_TASK DIRECTIONS_
Print the material below line for line, changing nothing.

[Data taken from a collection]
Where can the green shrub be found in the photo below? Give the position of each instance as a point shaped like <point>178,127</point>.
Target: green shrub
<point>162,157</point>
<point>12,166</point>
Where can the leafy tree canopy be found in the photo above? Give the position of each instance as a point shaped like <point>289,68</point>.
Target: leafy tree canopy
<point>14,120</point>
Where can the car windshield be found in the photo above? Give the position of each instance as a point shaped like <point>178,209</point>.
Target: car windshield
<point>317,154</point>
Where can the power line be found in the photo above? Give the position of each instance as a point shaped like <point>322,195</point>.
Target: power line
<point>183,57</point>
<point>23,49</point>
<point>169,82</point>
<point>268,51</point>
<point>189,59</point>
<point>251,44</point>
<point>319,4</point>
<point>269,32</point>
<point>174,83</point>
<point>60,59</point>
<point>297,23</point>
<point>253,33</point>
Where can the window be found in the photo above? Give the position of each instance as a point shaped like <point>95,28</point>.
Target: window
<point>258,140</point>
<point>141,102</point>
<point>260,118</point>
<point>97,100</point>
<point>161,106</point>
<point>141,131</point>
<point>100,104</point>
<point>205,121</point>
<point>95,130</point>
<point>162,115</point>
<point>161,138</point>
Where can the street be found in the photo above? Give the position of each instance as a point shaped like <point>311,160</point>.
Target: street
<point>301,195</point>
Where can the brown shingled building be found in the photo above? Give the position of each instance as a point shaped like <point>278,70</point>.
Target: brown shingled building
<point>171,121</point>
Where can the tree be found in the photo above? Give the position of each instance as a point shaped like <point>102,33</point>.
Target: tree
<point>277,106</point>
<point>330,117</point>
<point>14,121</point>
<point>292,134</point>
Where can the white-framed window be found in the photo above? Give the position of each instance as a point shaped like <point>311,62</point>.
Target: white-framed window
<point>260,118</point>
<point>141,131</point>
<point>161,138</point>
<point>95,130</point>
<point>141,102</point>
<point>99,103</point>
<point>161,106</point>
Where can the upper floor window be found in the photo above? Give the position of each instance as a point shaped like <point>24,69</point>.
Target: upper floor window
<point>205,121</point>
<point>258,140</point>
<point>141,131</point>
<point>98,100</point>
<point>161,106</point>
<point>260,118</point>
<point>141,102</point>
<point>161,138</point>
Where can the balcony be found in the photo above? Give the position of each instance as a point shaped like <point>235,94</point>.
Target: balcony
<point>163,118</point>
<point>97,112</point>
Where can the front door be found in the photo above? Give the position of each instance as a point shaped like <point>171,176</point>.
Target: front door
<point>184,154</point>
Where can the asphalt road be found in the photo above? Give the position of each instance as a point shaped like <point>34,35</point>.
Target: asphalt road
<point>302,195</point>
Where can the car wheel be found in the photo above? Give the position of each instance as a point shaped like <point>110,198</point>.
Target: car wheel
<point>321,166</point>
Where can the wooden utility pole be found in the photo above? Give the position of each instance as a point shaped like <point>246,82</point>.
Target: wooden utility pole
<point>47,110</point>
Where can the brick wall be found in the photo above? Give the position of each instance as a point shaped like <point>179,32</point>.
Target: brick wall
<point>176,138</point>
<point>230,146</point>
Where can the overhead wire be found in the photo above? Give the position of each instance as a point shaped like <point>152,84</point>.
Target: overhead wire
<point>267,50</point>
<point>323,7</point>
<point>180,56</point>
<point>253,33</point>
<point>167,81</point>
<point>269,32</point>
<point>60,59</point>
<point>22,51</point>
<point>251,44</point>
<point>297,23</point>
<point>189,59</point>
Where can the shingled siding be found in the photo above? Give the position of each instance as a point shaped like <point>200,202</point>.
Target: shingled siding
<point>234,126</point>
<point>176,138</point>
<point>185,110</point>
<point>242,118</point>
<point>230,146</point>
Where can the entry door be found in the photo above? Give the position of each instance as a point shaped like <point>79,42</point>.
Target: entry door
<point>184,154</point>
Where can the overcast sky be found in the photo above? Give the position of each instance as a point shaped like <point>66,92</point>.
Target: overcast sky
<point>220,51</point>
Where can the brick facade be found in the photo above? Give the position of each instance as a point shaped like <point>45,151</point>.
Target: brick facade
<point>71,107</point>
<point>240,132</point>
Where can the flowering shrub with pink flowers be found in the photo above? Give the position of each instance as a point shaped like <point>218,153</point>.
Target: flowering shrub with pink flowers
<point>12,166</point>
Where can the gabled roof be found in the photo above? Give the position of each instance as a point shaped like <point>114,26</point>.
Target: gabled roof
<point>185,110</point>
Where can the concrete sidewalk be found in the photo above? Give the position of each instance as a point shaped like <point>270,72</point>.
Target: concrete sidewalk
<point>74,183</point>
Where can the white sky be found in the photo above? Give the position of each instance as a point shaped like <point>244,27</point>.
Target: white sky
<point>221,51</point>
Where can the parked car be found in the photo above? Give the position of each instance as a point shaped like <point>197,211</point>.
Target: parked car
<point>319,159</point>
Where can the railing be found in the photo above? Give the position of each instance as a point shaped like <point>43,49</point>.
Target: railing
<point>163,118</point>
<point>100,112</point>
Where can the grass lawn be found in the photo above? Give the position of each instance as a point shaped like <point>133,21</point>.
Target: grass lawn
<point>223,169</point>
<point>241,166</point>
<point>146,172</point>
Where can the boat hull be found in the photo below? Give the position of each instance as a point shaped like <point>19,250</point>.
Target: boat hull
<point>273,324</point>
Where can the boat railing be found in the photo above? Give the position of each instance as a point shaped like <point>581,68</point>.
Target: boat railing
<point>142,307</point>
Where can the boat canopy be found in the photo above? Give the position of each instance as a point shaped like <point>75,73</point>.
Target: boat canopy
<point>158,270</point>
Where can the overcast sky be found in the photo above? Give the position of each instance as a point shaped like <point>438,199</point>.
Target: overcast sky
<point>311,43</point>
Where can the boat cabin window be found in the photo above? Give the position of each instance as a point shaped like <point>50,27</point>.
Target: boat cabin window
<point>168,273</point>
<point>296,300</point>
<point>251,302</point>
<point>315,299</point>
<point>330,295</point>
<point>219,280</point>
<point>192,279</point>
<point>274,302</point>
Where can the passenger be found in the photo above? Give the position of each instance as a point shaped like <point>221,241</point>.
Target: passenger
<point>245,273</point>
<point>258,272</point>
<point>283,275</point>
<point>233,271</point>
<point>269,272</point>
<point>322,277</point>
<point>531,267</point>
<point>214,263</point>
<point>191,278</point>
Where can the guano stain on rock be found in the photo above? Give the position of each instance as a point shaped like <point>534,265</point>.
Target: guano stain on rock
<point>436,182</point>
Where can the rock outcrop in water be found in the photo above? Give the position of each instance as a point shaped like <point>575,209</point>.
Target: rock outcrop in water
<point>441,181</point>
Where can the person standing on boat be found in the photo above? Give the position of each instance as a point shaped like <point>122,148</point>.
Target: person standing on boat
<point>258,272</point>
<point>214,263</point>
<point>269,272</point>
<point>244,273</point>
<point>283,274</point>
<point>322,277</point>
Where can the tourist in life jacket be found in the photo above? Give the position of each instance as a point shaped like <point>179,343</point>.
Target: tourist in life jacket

_SOLUTION TO THIS TASK_
Where can the green shrub be found in the photo below? Give the position of each instance as a point shaped like <point>178,127</point>.
Target: green shrub
<point>162,157</point>
<point>12,166</point>
Where can the leafy tree canopy be found in the photo above? Give the position of each instance as a point shaped like <point>289,68</point>.
Target: leafy tree canopy
<point>14,120</point>
Where can the car windshield be found in the photo above? Give the position of each instance as a point shaped like <point>178,209</point>.
Target: car windshield
<point>317,154</point>
Where can the power line be found in the photo above? Give the position of each instance as a point shaped like <point>322,195</point>.
Target: power line
<point>183,57</point>
<point>23,49</point>
<point>169,82</point>
<point>268,51</point>
<point>189,59</point>
<point>251,44</point>
<point>319,4</point>
<point>269,32</point>
<point>174,83</point>
<point>60,59</point>
<point>297,23</point>
<point>253,33</point>
Where can the window be found in the photo above? Give the position of each instance as a point shaped like <point>95,28</point>.
Target: window
<point>258,140</point>
<point>141,102</point>
<point>260,118</point>
<point>97,100</point>
<point>161,106</point>
<point>141,131</point>
<point>100,104</point>
<point>205,121</point>
<point>95,130</point>
<point>162,115</point>
<point>161,138</point>
Where can the street be found in the photo above? Give the position of each instance as a point shaped like <point>311,160</point>.
Target: street
<point>301,195</point>
Where can the brown shingled building be found in the photo above? Give the position of each instance as a point shaped like <point>278,70</point>.
Target: brown shingled building
<point>171,121</point>
Where can the tree be found in the photo above? Give the position of each instance as a point shaped like <point>102,33</point>.
Target: tree
<point>277,106</point>
<point>330,117</point>
<point>14,121</point>
<point>292,134</point>
Where can the white-framed window be found in the photo above? Give the position of each instance as a point shaped like <point>311,62</point>.
Target: white-framed window
<point>260,118</point>
<point>141,131</point>
<point>161,138</point>
<point>95,130</point>
<point>141,102</point>
<point>99,103</point>
<point>161,106</point>
Where can the upper floor window be found in the photo above? Give the position of each instance as a point shaped like <point>24,69</point>.
Target: upper floor window
<point>205,121</point>
<point>258,140</point>
<point>141,131</point>
<point>98,100</point>
<point>161,106</point>
<point>260,118</point>
<point>141,102</point>
<point>161,138</point>
Where can the balcony be found in the photo above? Give the position of each instance as a point shaped like <point>235,94</point>.
Target: balcony
<point>163,118</point>
<point>97,112</point>
Where can the front door be found in the photo above? Give the position of each instance as a point shaped like <point>171,176</point>.
Target: front door
<point>184,154</point>
Where can the asphalt road be found in the photo above? Give the position of each instance as a point shaped like <point>34,35</point>.
Target: asphalt road
<point>302,195</point>
Where can the car wheel be found in the photo above? Give the position of each instance as a point shaped like <point>110,198</point>.
Target: car wheel
<point>321,166</point>
Where can the wooden utility pole be found in the photo above? Give the position of each instance as a point shaped like <point>246,82</point>.
Target: wooden utility pole
<point>47,110</point>
Where can the brick wall be found in the photo above? Give the position of each instance as a point shaped like <point>179,32</point>.
Target: brick wall
<point>176,138</point>
<point>230,146</point>
Where can the overhead wire be found in the photo above? Give the position of each instance as a point shaped like <point>152,84</point>.
Target: overhead wire
<point>267,50</point>
<point>323,7</point>
<point>180,56</point>
<point>253,33</point>
<point>167,81</point>
<point>269,32</point>
<point>60,59</point>
<point>22,51</point>
<point>251,44</point>
<point>297,23</point>
<point>189,59</point>
Where can the shingled siding be found in the photo above? Give the position of each instance as a point shaped like <point>200,202</point>.
Target: shingled siding
<point>234,126</point>
<point>176,138</point>
<point>185,110</point>
<point>242,118</point>
<point>230,146</point>
Where can the entry door be found in the photo above? Give the position of each instance as a point shaped like <point>79,42</point>.
Target: entry door
<point>184,154</point>
Where can the overcast sky be found in the photo above? Give the position of each instance as a point shaped like <point>66,92</point>.
Target: overcast sky
<point>220,51</point>
Where can the brick facade be found in the photo above? Give the position of each instance as a point shaped like <point>45,151</point>.
Target: brick facade
<point>71,107</point>
<point>240,132</point>
Where can the flowering shrub with pink flowers be found in the photo above? Give the position of each instance as a point shaped like <point>218,153</point>.
Target: flowering shrub with pink flowers
<point>12,166</point>
Where can the gabled roof be found in the photo above? Give the position of each instance as a point shaped like <point>114,26</point>.
Target: gabled roof
<point>185,110</point>
Where can the concrete sidewalk be found in the photo above? Give the position of each instance as a point shaped like <point>270,72</point>.
Target: concrete sidewalk
<point>74,183</point>
Where can the white sky be found in the photo above? Give the position of each instance as a point shaped like <point>244,27</point>.
Target: white sky
<point>221,51</point>
Where can the parked car be found in the photo above? Give the position of each instance as a point shaped like <point>197,211</point>.
Target: parked car
<point>319,159</point>
Where can the railing be found in the photo above? Give the position of each instance as a point shaped like <point>43,49</point>.
Target: railing
<point>163,118</point>
<point>100,112</point>
Where can the grass lawn be found in the photo above? Give the position of each instance as a point shaped like <point>133,21</point>.
Target: grass lawn
<point>223,169</point>
<point>241,166</point>
<point>146,172</point>
Where can the boat hull be found in the photo below? Give the position of each instance as a point shaped like <point>19,250</point>.
Target: boat hull
<point>273,324</point>
Where can the boat railing be found in the photo above? Give the position of each instance as a point shaped like <point>581,68</point>.
Target: boat railing
<point>142,307</point>
Where can the boat canopy be found in the photo above? Give the position of each instance as a point shaped like <point>75,73</point>.
Target: boat canopy
<point>158,270</point>
Where can the overcast sky be found in the photo above? Give the position of each instance as a point shaped like <point>438,199</point>.
Target: overcast sky
<point>311,43</point>
Where can the boat cabin window be found in the photo above? Give the position of each instance as a point shaped like <point>50,27</point>.
Target: boat cabin window
<point>168,273</point>
<point>296,300</point>
<point>251,302</point>
<point>315,299</point>
<point>330,295</point>
<point>219,280</point>
<point>192,279</point>
<point>274,302</point>
Where can the passenger be found in the photo above? Give the position of each instance as a point shaped like <point>221,241</point>.
Target: passenger
<point>245,273</point>
<point>258,272</point>
<point>283,275</point>
<point>233,271</point>
<point>269,272</point>
<point>322,277</point>
<point>531,267</point>
<point>214,263</point>
<point>191,278</point>
Where can the guano stain on rock be found in the photo above? Give the position of each instance as a point shaped like <point>534,265</point>.
Target: guano stain on rock
<point>436,182</point>
Where can the rock outcrop in water be found in the photo above? Give the position of each instance as a point shaped like <point>575,209</point>.
Target: rock outcrop in water
<point>441,181</point>
Where can the person standing on boat be found in the photo above? Give the position of each instance as a point shaped like <point>122,148</point>.
Target: person standing on boat
<point>258,272</point>
<point>214,263</point>
<point>269,272</point>
<point>244,273</point>
<point>283,274</point>
<point>322,277</point>
Where can the tourist in life jacket be found in the photo above? Give the position of each instance as a point shaped like <point>179,343</point>.
Target: tourist in life jacket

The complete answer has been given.